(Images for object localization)
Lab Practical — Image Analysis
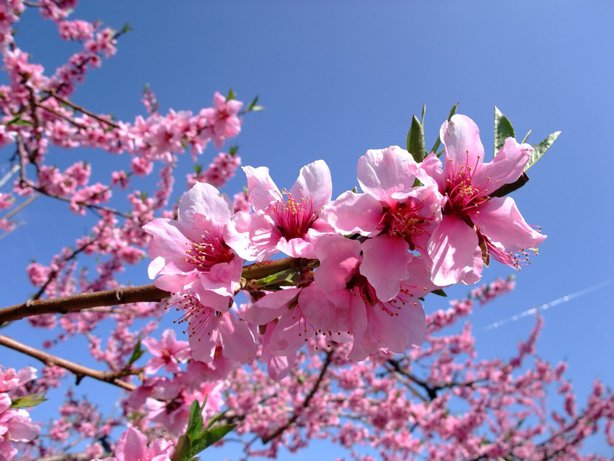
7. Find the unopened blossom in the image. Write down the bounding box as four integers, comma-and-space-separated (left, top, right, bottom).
424, 114, 546, 286
323, 146, 443, 300
225, 160, 334, 260
143, 182, 242, 311
142, 329, 190, 375
299, 235, 429, 361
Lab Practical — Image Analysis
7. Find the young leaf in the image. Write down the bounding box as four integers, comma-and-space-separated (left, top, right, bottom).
186, 400, 204, 440
126, 338, 144, 367
406, 115, 426, 162
430, 102, 459, 154
420, 104, 426, 125
201, 424, 236, 449
524, 131, 561, 172
10, 393, 47, 409
494, 106, 515, 153
227, 88, 236, 101
431, 289, 447, 297
490, 172, 529, 198
247, 96, 264, 112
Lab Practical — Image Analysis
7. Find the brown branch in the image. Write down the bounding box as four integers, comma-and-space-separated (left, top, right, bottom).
261, 350, 334, 444
0, 285, 168, 324
0, 334, 136, 391
47, 91, 120, 129
34, 103, 87, 130
0, 257, 317, 324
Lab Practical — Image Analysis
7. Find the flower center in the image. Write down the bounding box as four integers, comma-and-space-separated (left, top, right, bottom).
382, 197, 430, 248
444, 167, 488, 216
185, 232, 234, 272
271, 194, 317, 240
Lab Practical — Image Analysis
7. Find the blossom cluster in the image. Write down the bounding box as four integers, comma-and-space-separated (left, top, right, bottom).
0, 367, 39, 460
144, 113, 546, 379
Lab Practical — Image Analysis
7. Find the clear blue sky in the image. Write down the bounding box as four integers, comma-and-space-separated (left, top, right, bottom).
1, 0, 613, 458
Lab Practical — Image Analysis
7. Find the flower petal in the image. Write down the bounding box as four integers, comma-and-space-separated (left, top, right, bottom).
440, 114, 485, 177
357, 146, 418, 203
178, 182, 231, 231
289, 160, 332, 210
471, 196, 546, 252
473, 137, 532, 196
360, 235, 412, 301
321, 191, 383, 236
428, 215, 481, 286
244, 166, 282, 211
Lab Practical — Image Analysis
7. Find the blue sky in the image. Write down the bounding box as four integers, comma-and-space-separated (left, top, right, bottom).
1, 0, 613, 458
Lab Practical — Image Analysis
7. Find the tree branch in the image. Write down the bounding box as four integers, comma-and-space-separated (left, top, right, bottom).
0, 257, 317, 324
0, 334, 136, 391
261, 349, 333, 444
0, 285, 168, 324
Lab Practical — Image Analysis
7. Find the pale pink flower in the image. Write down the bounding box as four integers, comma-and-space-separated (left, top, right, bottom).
323, 146, 443, 300
225, 160, 334, 260
299, 235, 429, 361
207, 92, 243, 149
177, 294, 257, 365
424, 114, 546, 286
95, 426, 173, 461
142, 329, 190, 375
143, 182, 243, 311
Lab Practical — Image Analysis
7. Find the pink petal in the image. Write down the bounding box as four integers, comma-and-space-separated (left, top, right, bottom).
142, 219, 193, 273
471, 196, 546, 252
218, 313, 257, 363
428, 215, 481, 286
289, 160, 332, 211
313, 235, 361, 293
225, 211, 278, 261
244, 288, 300, 324
473, 137, 532, 196
321, 191, 383, 236
7, 413, 39, 442
440, 114, 485, 177
178, 182, 231, 231
360, 235, 412, 301
116, 427, 148, 461
243, 166, 282, 211
357, 146, 418, 203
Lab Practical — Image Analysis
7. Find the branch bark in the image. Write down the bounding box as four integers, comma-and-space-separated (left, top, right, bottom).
0, 257, 316, 324
0, 335, 136, 391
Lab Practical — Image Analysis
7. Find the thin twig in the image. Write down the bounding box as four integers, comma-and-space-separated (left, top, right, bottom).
0, 335, 136, 391
47, 91, 120, 129
261, 350, 334, 444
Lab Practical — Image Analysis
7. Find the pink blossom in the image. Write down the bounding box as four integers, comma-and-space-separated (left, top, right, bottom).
225, 160, 334, 260
323, 146, 443, 299
424, 114, 546, 285
299, 235, 429, 360
143, 182, 243, 311
207, 92, 243, 149
142, 329, 190, 375
177, 294, 257, 365
95, 426, 173, 461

§ TASK DETAILS
Restate the entries verbatim, without pictures.

§ ANSWER SPACE
Lab Practical — Image Analysis
7. Find the unopened blossom in the image. Write down the bounding box as four integers, comma-and-space-separated (left, top, right, bottom).
424, 114, 546, 286
323, 146, 443, 300
225, 160, 334, 260
143, 182, 242, 311
142, 329, 190, 375
299, 235, 429, 361
Lab Practical — Image Analysis
7. Find the young leaf in the image. Write down the bounding box as four integers, comma-and-space-separated (left, top, right, bottom).
186, 400, 204, 440
126, 338, 144, 367
406, 115, 426, 162
430, 102, 459, 154
420, 104, 426, 125
201, 424, 236, 449
524, 131, 561, 172
10, 393, 47, 409
494, 106, 515, 153
227, 88, 236, 101
431, 289, 447, 297
490, 172, 529, 198
247, 96, 264, 112
Lab Practical — Image Analysis
7. Find the brown branch in the image. Write down the bounding box as four integers, comma-and-space-separated (left, top, right, bottom).
261, 350, 334, 444
0, 285, 168, 324
0, 334, 136, 391
47, 91, 120, 129
34, 103, 87, 130
0, 257, 317, 324
Lab Practical — Image Analysis
7. Find the flower center in the image. Write down the bounding box as four integers, comma-and-space-separated (left, top, right, bottom).
382, 197, 430, 248
444, 167, 488, 216
185, 232, 234, 272
271, 194, 317, 240
Lab Practical — Image Analysis
7. Find the blossom cluster in the image. Write down the bounding box as four integers, comma-and-space-separated (left, top, right, bottom).
0, 367, 39, 460
144, 113, 546, 379
Lab Practical — Image Analysis
7. Find the clear blue sky in the image. Write down the bounding box as four integers, comma-and-space-separated (left, top, right, bottom).
1, 0, 613, 458
Lab Practical — Image Analysis
7. Find the flower petal in the image. Write down the bounding box as four integers, comma-and-space-separated (left, top, right, bottom).
440, 114, 485, 177
357, 146, 418, 203
178, 182, 231, 231
289, 160, 332, 210
471, 196, 546, 252
473, 137, 532, 196
360, 235, 412, 301
321, 191, 383, 236
428, 215, 481, 286
244, 166, 282, 211
Lab Practical — Image Analysis
7. Find the blue sky in the image. Write down the bounding box as four integers, comma-and-space-separated (left, top, right, bottom).
1, 0, 613, 458
Lab Practical — Image Analysis
7. Find the tree branch in the image. Write down the bounding box as four integers, comma-and-space-separated (left, top, right, bottom).
0, 257, 317, 324
0, 334, 136, 391
261, 349, 333, 444
0, 285, 168, 324
Lab Practical — Image Analysis
7. Find the pale pink flower in the image. Write down the bounding box as four integers, comma-and-space-separated (left, top, right, bottom).
323, 146, 443, 300
225, 160, 334, 260
299, 235, 429, 361
207, 92, 243, 149
177, 294, 257, 365
424, 114, 546, 286
95, 426, 173, 461
142, 329, 190, 375
143, 182, 243, 311
Lab Practical — Image Analysis
7. Find the pink petal in the image. Write down the bounding box as four integers, comma-and-space-separated (left, top, right, bottom).
142, 219, 193, 273
471, 196, 546, 252
218, 313, 257, 363
428, 215, 481, 286
289, 160, 332, 211
313, 235, 361, 293
225, 211, 278, 261
244, 288, 300, 324
473, 137, 532, 196
321, 191, 383, 236
7, 413, 39, 442
440, 114, 485, 177
178, 182, 231, 231
360, 235, 412, 301
116, 427, 148, 461
243, 166, 282, 211
357, 146, 418, 203
Lab Practical — Image Analysis
7. Find the branch bark in the image. Write down the bounding box as four integers, comma-and-space-separated (left, top, right, bottom).
0, 257, 316, 324
0, 335, 136, 391
Lab Practical — Image Analysis
7. Find the thin twig in the image. Write down the bounding box as four integers, comma-and-space-separated (left, top, right, bottom).
0, 335, 136, 391
47, 91, 120, 129
261, 350, 334, 444
Lab Practical — Image Analysis
7. Find the pink blossom in the image. Write down the bounding box as four integers, comma-and-space-separated (left, top, right, bottom).
225, 160, 334, 260
323, 146, 443, 299
424, 114, 546, 285
299, 235, 429, 360
143, 182, 243, 311
207, 92, 243, 149
142, 329, 190, 375
177, 294, 257, 365
95, 426, 173, 461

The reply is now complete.